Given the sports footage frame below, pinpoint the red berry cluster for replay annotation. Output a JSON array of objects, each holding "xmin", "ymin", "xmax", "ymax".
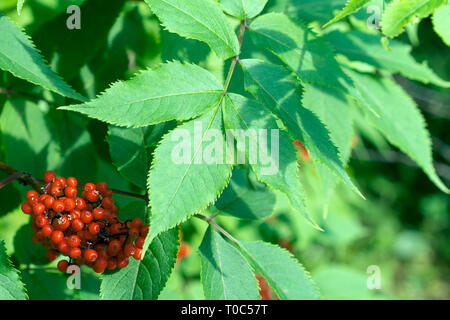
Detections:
[{"xmin": 22, "ymin": 171, "xmax": 149, "ymax": 273}]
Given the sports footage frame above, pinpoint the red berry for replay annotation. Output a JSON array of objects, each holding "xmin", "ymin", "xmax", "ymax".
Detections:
[
  {"xmin": 67, "ymin": 177, "xmax": 78, "ymax": 188},
  {"xmin": 75, "ymin": 198, "xmax": 86, "ymax": 210},
  {"xmin": 64, "ymin": 198, "xmax": 75, "ymax": 211},
  {"xmin": 52, "ymin": 200, "xmax": 66, "ymax": 213},
  {"xmin": 88, "ymin": 222, "xmax": 100, "ymax": 235},
  {"xmin": 92, "ymin": 208, "xmax": 105, "ymax": 220},
  {"xmin": 35, "ymin": 214, "xmax": 48, "ymax": 228},
  {"xmin": 72, "ymin": 219, "xmax": 84, "ymax": 232},
  {"xmin": 134, "ymin": 236, "xmax": 145, "ymax": 249},
  {"xmin": 67, "ymin": 235, "xmax": 81, "ymax": 248},
  {"xmin": 85, "ymin": 191, "xmax": 99, "ymax": 202},
  {"xmin": 58, "ymin": 260, "xmax": 69, "ymax": 272},
  {"xmin": 45, "ymin": 249, "xmax": 59, "ymax": 261},
  {"xmin": 44, "ymin": 171, "xmax": 56, "ymax": 183},
  {"xmin": 41, "ymin": 224, "xmax": 53, "ymax": 238},
  {"xmin": 64, "ymin": 186, "xmax": 78, "ymax": 198},
  {"xmin": 50, "ymin": 230, "xmax": 64, "ymax": 244},
  {"xmin": 84, "ymin": 249, "xmax": 98, "ymax": 262},
  {"xmin": 21, "ymin": 201, "xmax": 33, "ymax": 214},
  {"xmin": 81, "ymin": 210, "xmax": 94, "ymax": 223},
  {"xmin": 69, "ymin": 248, "xmax": 81, "ymax": 259}
]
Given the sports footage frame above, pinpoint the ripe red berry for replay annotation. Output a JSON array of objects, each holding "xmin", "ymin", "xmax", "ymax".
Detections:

What you have to do:
Please copy every one of the lines above word for word, leaving the pictures out.

Answer to the exercise:
Given the sports footage frame below, pinpoint the red berry cluster for replay annotation. Output a JSON array of objects, each holding "xmin", "ymin", "xmax", "ymax".
Detections:
[{"xmin": 22, "ymin": 171, "xmax": 149, "ymax": 273}]
Given the sports footage frame above, pinpoint the red berry for replay annotation. Output a JSON array of objects, each holding "xmin", "ymin", "xmax", "ymax".
Detections:
[
  {"xmin": 67, "ymin": 177, "xmax": 78, "ymax": 188},
  {"xmin": 75, "ymin": 198, "xmax": 86, "ymax": 210},
  {"xmin": 64, "ymin": 198, "xmax": 75, "ymax": 211},
  {"xmin": 52, "ymin": 200, "xmax": 66, "ymax": 213},
  {"xmin": 88, "ymin": 222, "xmax": 100, "ymax": 235},
  {"xmin": 92, "ymin": 208, "xmax": 105, "ymax": 220},
  {"xmin": 35, "ymin": 214, "xmax": 48, "ymax": 228},
  {"xmin": 72, "ymin": 219, "xmax": 84, "ymax": 232},
  {"xmin": 134, "ymin": 236, "xmax": 145, "ymax": 249},
  {"xmin": 67, "ymin": 235, "xmax": 81, "ymax": 248},
  {"xmin": 85, "ymin": 191, "xmax": 99, "ymax": 202},
  {"xmin": 58, "ymin": 260, "xmax": 69, "ymax": 272},
  {"xmin": 45, "ymin": 249, "xmax": 59, "ymax": 261},
  {"xmin": 44, "ymin": 171, "xmax": 56, "ymax": 183},
  {"xmin": 41, "ymin": 224, "xmax": 53, "ymax": 238},
  {"xmin": 64, "ymin": 186, "xmax": 78, "ymax": 198},
  {"xmin": 50, "ymin": 230, "xmax": 64, "ymax": 244},
  {"xmin": 84, "ymin": 249, "xmax": 98, "ymax": 262},
  {"xmin": 21, "ymin": 201, "xmax": 33, "ymax": 214},
  {"xmin": 81, "ymin": 210, "xmax": 94, "ymax": 223},
  {"xmin": 69, "ymin": 248, "xmax": 81, "ymax": 259}
]
Given the sports footage frame above, pinpoint the ripe red berry for replay annotation. Output a JSON array of objects, each holding "xmin", "ymin", "xmax", "ymax".
Detections:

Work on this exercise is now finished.